*** Opening Data to process ***
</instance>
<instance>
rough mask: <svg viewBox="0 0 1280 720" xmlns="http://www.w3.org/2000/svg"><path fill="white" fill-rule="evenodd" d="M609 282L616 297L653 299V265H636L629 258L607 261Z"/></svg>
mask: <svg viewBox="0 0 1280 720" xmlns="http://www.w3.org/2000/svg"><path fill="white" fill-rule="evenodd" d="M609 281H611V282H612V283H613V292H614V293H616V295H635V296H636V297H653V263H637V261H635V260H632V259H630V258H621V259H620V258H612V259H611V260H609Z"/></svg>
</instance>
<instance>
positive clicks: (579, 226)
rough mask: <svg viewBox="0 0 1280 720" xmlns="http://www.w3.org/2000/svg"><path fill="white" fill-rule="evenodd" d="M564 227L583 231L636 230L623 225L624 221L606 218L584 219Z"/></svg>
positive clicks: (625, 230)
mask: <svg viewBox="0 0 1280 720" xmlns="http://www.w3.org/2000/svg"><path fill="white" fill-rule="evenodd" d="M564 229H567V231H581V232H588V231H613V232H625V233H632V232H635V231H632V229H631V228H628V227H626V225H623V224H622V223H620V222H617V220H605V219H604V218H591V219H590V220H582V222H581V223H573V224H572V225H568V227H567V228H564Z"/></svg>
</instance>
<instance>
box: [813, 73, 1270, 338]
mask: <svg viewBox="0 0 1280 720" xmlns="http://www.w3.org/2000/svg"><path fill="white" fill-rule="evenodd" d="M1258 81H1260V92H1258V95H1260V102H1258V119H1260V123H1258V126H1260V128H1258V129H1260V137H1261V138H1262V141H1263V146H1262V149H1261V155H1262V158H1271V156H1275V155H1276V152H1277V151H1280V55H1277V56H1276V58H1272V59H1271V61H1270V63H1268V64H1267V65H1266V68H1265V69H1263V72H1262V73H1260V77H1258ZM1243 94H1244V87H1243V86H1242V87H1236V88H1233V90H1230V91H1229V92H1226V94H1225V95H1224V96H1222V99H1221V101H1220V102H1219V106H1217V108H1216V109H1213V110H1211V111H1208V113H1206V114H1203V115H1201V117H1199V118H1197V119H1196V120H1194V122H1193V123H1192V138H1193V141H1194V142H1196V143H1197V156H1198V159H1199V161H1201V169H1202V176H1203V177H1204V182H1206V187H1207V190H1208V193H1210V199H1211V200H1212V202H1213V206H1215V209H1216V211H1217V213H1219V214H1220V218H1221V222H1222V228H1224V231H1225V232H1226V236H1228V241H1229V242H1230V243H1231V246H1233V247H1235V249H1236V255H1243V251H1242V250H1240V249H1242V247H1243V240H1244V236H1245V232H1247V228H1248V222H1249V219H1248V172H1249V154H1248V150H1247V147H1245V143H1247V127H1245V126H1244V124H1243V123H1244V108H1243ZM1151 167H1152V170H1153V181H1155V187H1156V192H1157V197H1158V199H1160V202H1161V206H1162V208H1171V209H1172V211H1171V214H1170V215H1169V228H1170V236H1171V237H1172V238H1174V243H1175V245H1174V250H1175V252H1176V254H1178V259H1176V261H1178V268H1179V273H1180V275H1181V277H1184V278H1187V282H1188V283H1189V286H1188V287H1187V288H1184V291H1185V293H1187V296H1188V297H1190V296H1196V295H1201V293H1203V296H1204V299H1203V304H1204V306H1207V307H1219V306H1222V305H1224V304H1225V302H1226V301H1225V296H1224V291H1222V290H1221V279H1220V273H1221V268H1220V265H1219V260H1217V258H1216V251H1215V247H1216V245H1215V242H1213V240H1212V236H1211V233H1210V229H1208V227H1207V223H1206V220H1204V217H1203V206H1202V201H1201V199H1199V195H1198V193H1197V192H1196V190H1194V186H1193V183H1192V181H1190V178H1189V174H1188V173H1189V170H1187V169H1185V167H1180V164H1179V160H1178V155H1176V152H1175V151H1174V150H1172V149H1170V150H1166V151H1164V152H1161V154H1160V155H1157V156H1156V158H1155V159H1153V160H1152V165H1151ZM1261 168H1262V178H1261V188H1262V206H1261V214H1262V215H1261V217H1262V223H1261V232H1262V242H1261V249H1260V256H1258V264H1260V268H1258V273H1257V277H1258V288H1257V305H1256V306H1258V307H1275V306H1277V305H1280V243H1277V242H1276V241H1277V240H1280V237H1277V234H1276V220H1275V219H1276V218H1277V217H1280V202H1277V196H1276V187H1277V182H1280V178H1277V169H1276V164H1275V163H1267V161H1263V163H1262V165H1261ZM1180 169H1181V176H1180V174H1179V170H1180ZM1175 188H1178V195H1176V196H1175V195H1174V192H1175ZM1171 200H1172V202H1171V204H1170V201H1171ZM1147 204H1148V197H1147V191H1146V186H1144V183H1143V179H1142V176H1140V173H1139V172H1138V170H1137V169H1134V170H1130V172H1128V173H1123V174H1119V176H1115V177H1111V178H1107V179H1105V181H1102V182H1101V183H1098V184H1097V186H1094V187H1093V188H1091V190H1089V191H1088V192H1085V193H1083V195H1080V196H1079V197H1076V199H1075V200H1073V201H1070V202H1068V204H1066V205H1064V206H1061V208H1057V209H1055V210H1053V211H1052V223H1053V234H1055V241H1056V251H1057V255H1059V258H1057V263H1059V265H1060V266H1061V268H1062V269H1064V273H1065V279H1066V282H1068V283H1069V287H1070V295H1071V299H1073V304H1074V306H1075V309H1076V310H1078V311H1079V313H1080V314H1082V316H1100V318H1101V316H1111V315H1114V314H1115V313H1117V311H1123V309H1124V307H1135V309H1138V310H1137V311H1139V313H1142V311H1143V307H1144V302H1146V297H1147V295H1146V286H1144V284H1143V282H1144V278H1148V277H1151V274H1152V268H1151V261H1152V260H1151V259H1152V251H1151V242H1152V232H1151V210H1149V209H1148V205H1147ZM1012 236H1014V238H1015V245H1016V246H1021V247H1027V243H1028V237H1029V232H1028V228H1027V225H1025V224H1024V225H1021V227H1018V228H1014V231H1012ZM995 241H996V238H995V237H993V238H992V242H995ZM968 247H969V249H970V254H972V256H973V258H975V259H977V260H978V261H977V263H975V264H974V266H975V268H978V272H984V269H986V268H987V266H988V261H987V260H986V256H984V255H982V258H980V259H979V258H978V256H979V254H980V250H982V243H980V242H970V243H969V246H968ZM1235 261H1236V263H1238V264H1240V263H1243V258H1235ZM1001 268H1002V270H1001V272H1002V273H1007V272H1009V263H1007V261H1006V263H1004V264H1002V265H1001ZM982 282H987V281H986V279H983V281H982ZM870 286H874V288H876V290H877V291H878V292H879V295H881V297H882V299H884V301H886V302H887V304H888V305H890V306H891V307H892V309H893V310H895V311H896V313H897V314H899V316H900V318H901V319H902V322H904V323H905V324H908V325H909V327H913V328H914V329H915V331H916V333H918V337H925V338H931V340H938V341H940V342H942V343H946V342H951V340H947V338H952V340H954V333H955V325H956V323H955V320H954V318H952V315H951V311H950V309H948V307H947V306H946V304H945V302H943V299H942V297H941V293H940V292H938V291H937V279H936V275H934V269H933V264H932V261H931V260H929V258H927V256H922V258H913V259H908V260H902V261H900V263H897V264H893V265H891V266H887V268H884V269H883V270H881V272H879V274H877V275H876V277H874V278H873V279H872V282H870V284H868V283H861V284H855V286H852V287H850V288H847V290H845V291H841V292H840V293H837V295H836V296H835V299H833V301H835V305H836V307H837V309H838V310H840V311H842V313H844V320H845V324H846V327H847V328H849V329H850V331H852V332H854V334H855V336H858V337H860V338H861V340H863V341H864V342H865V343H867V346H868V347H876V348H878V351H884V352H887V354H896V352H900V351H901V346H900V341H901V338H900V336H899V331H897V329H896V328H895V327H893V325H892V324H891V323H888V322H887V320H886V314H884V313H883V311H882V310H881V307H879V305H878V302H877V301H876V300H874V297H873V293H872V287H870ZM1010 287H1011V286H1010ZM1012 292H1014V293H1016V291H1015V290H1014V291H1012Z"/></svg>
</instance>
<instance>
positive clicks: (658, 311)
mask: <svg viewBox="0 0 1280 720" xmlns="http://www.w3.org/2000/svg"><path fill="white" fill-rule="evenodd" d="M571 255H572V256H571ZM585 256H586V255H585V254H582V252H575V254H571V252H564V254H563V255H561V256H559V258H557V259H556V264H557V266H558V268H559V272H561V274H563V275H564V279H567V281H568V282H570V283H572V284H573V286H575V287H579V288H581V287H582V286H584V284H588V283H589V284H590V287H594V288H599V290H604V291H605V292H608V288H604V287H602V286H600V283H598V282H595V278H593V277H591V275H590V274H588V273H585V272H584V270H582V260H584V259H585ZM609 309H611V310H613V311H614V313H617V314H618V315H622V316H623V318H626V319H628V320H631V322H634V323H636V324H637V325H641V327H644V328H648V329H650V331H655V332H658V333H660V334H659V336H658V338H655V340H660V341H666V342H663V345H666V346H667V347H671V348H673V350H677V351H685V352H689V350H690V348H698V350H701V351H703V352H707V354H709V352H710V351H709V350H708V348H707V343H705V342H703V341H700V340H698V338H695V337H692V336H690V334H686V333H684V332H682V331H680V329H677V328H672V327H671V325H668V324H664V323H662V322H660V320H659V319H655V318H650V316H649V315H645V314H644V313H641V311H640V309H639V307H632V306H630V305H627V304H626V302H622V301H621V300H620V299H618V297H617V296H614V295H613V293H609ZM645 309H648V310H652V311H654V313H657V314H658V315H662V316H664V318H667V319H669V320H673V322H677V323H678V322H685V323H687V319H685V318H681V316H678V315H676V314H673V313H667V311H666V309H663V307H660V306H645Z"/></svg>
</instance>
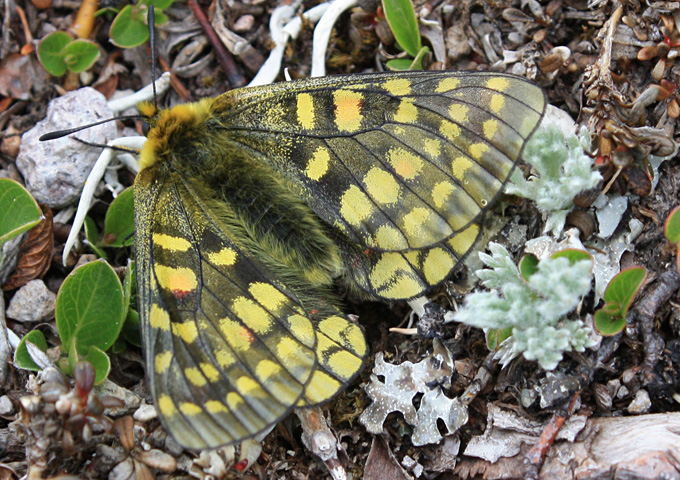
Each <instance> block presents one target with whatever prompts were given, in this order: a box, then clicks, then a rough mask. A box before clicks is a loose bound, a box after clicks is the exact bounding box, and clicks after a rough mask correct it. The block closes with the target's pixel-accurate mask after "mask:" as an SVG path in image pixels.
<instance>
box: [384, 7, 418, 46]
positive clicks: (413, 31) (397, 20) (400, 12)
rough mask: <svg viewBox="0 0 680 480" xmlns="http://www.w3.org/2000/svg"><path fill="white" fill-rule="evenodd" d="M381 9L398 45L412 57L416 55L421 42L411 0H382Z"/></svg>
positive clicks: (416, 21)
mask: <svg viewBox="0 0 680 480" xmlns="http://www.w3.org/2000/svg"><path fill="white" fill-rule="evenodd" d="M383 10H384V11H385V17H386V18H387V23H389V25H390V29H392V33H394V39H395V40H396V41H397V43H398V44H399V46H400V47H401V48H402V49H403V50H404V51H405V52H406V53H408V54H409V55H411V56H412V57H415V56H417V55H418V52H419V51H420V49H421V48H422V43H421V40H420V31H419V30H418V19H417V18H416V12H415V10H414V9H413V3H412V2H411V0H383Z"/></svg>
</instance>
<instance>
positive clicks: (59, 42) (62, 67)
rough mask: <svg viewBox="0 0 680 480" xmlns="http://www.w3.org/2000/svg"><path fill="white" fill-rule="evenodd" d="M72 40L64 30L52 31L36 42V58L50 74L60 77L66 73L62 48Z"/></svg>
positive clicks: (66, 66)
mask: <svg viewBox="0 0 680 480" xmlns="http://www.w3.org/2000/svg"><path fill="white" fill-rule="evenodd" d="M72 41H73V38H71V36H70V35H69V34H68V33H66V32H52V33H50V34H49V35H47V36H46V37H45V38H43V39H42V40H41V41H40V43H39V44H38V60H40V63H41V64H42V66H43V67H44V68H45V70H47V72H48V73H49V74H50V75H54V76H55V77H61V76H62V75H63V74H65V73H66V68H67V66H66V62H65V61H64V56H65V53H64V48H66V45H68V44H69V43H71V42H72Z"/></svg>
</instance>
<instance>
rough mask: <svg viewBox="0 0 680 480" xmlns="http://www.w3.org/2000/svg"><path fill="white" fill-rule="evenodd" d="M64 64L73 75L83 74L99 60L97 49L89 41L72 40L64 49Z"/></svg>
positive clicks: (98, 52) (81, 40)
mask: <svg viewBox="0 0 680 480" xmlns="http://www.w3.org/2000/svg"><path fill="white" fill-rule="evenodd" d="M64 54H65V56H64V62H65V63H66V67H67V68H68V69H69V70H70V71H71V72H73V73H80V72H84V71H85V70H87V69H89V68H90V67H91V66H92V65H93V64H94V62H95V61H97V58H99V47H98V46H97V44H96V43H94V42H91V41H89V40H83V39H78V40H74V41H72V42H71V43H69V44H68V45H66V46H65V47H64Z"/></svg>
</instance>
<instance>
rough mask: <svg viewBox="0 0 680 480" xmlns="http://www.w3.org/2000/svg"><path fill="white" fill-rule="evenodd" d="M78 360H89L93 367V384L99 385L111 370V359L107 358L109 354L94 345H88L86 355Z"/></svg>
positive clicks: (86, 360) (107, 374)
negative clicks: (108, 354)
mask: <svg viewBox="0 0 680 480" xmlns="http://www.w3.org/2000/svg"><path fill="white" fill-rule="evenodd" d="M80 360H85V361H87V362H90V363H91V364H92V366H93V367H94V371H95V376H94V384H95V385H99V384H100V383H102V382H103V381H104V380H106V377H108V376H109V373H110V372H111V360H110V359H109V356H108V355H107V354H106V353H105V352H104V351H103V350H101V349H100V348H97V347H95V346H92V347H90V349H89V350H88V352H87V355H85V357H84V358H81V359H80Z"/></svg>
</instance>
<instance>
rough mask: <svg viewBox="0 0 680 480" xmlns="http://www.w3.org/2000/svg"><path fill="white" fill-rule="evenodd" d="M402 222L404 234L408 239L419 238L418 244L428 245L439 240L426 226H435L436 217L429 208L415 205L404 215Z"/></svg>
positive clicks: (431, 210)
mask: <svg viewBox="0 0 680 480" xmlns="http://www.w3.org/2000/svg"><path fill="white" fill-rule="evenodd" d="M403 223H404V230H406V236H407V237H408V238H410V239H417V240H419V242H418V244H419V245H423V244H424V245H428V244H430V243H431V242H432V241H434V242H436V241H438V240H439V239H438V238H436V237H433V235H432V234H433V233H434V232H432V230H431V229H429V228H427V227H428V226H432V227H436V226H437V225H436V223H437V219H436V218H435V215H434V212H433V211H432V210H430V209H429V208H423V207H416V208H414V209H412V210H411V211H410V212H408V213H407V214H406V215H404V217H403ZM424 227H425V228H424ZM428 232H429V233H428ZM431 237H432V238H431ZM444 238H445V237H444Z"/></svg>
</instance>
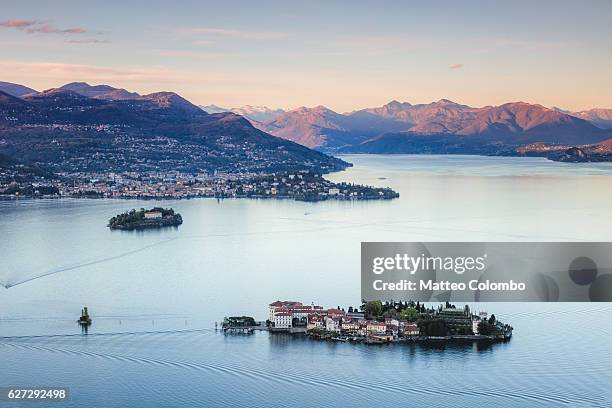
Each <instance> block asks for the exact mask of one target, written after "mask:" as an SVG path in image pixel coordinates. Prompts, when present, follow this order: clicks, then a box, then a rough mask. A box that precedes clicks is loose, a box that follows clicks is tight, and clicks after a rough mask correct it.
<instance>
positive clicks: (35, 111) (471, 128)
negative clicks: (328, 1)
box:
*** Closing Data to process ***
» Required action: Copy out each line in the records above that contains the word "negative", matching case exactly.

» Result of the task:
negative clicks: (108, 354)
negative clicks: (328, 1)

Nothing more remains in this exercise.